[Text block]:
-- Start --

And in order to keep the cost of oil, which drives your economy, down, you need to wage staggeringly expensive wars to secure most of the oil that is left. And to keep the stock market going when options to squeeze a bit more cost out of each product and keep profits rising run out, you need to massively subsidize the large corporations with taxpayer dollars, and reduce their taxes and regulations. To do that you need to convince the world that the staggering debts you’re piling up can be repaid from future increases in taxable income, that your insolvency is temporary. So you need to project endless huge increases in taxpayer wealth so that people aren’t panicked by how maxed out you are now. And the people have to believe that these future taxpayers — the current taxpayers’ children and grandchildren — will somehow be able to repay the monstrous debts you are burdening them with today. And of course, that interest rates will remain perpetually low, so that those debts don’t suddenly balloon even higher.
It’s all like a tightly wound spring, with all the screws holding it together ratcheted ever tighter, and the presumption that as the stresses on it increase, not only will it hold forever, but we’ll be able to squeeze ever more tension out of it. If one of those screws pops, the whole thing flies apart and comes undone. The bubble bursts. The dominoes fall. Just like in 1929.
The screw that is popping is the value of the US dollar, shown above. It is plummeting against all other global currencies, even though they are all increasingly interconnected. No one benefits from the collapse of any major currency, so it is in everyone’s interest to keep them all ratcheted up, in relative balance.

-- End --

[Data listing]:
-- Start --

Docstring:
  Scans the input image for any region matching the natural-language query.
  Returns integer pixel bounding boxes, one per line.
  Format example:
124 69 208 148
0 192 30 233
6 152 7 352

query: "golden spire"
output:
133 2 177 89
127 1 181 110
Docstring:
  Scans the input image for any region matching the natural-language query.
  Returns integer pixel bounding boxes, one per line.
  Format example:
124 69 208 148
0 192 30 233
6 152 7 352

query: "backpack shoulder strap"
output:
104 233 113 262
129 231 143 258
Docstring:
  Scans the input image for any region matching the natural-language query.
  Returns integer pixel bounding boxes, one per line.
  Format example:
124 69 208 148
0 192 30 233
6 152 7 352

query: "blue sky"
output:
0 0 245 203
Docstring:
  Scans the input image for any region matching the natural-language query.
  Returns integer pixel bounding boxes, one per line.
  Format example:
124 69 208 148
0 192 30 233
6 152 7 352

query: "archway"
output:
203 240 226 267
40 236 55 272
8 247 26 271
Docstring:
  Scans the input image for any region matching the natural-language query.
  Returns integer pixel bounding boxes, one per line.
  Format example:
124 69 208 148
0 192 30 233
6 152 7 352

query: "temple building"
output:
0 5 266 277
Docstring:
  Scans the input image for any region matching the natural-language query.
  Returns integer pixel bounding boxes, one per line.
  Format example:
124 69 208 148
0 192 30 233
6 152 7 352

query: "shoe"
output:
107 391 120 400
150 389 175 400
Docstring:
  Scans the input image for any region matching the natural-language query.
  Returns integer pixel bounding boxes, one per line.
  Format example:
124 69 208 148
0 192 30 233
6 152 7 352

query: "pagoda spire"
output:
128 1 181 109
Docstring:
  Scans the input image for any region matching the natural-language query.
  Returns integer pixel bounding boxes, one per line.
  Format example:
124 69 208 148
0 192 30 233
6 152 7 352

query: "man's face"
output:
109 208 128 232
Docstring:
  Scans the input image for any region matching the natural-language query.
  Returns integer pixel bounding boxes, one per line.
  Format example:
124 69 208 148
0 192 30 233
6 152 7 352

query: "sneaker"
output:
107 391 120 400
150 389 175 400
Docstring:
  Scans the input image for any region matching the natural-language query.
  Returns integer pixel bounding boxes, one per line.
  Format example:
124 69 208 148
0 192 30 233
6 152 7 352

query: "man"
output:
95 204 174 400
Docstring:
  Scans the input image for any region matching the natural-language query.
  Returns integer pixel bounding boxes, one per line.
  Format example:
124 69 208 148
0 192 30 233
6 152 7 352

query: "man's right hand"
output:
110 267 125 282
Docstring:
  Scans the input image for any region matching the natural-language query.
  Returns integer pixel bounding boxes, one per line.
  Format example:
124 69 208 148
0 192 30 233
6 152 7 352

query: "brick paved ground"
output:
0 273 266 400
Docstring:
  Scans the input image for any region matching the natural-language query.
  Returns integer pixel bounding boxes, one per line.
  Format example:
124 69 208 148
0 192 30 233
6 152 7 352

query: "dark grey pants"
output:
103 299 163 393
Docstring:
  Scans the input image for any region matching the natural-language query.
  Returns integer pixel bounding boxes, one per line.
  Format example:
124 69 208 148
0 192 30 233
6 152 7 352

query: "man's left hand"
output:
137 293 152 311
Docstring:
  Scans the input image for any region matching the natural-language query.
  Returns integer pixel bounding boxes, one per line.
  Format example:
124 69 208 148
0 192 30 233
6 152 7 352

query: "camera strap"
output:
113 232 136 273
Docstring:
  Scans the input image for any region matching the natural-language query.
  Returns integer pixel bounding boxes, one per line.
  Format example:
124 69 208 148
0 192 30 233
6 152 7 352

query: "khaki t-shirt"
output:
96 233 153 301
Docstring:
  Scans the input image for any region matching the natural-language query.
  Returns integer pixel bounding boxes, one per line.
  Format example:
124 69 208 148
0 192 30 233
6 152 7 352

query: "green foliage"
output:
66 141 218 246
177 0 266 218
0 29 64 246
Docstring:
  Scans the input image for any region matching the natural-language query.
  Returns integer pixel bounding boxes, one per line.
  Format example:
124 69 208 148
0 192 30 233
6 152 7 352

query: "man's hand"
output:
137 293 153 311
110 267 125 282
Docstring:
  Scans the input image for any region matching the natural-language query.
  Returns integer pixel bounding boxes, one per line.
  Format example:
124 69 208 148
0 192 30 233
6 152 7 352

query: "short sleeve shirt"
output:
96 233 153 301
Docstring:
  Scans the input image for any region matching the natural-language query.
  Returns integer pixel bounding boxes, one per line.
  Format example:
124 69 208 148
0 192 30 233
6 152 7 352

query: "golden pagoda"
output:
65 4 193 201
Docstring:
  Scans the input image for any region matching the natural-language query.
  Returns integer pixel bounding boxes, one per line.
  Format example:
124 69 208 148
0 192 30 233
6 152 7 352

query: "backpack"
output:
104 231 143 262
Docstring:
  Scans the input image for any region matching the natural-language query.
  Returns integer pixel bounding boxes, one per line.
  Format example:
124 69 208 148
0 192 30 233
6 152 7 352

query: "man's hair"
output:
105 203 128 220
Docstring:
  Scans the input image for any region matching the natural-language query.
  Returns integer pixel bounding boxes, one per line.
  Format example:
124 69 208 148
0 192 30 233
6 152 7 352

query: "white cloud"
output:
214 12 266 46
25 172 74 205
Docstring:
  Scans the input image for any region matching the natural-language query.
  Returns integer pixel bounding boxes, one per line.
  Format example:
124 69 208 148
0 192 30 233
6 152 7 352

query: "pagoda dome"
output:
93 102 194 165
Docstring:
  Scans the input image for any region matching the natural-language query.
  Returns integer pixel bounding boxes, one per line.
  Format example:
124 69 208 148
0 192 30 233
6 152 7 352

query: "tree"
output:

-- End --

[What is asked]:
A - Add 109 to every bounding box coordinate in the answers, and write out everything in the records from their first line down to the line containing "127 1 181 110", both ends included. Keep the requests and their format samples unchanged.
B - Write what comes next in the piece on the falling US dollar, picking up after its last sentence.

[Expected answers]:
A -
Docstring:
  Scans the input image for any region matching the natural-language query.
  Returns integer pixel bounding boxes, one per line.
  Format example:
124 69 208 148
0 192 30 233
6 152 7 352

query: "golden spire"
output:
242 111 286 198
236 110 290 219

B -
The problem is, the currency speculators, who don’t care who might suffer in a collapse as long as they get theirs, can see that the US dollar has nowhere to go but down. The US economy is dependent on Middle East oil and Chinese labour, on low interest rates and on citizen ignorance. Its national debt and its foreign balance of payments deficit are both unprecedented in the history of civilization, and both are soaring ever-higher by the month. If OPEC were to abandon the US dollar in favour of the more stable and solvent Euro, or if China were to want to refinance its huge receivable from the US in the new Asian currency, it’s game over for the dollar — the spring comes unsprung. There is then no limit to how far the US dollar could fall, and how fast, because there would no longer be anything propping it up. Panic selling would ensue. Just like in 1929.
So the currency speculators, like the child pointing out “the Emperor has no clothes”, are taking their money and running. That’s what’s slashed the value of the US dollar by 12% over the last year, and by over 1% in one day on Friday. Suppose you’re a supplier in the Middle East or China and your investments, denominated in US dollars, lost 12% of their value last year, and 1% on Friday alone, for no other reason than the weakness of that foreign currency. At what point do you say “enough is enough” and insist on being paid in a currency that has some fundamentals supporting its value?
I think that point is imminent. The panic reduction by the US Fed in interest rates to try to calm fears about the collapse of the housing market and the reckless lending practices that this collapse uncovered, will, I believe, be seen as the trigger — the acknowledgement that the bubble of the entire US economy is bursting. It was a desperation move, and investors around the world have seen right through it. It’s no accident that Greenspan’s book of economic ‘deathbed confessions’ has been rushed out now.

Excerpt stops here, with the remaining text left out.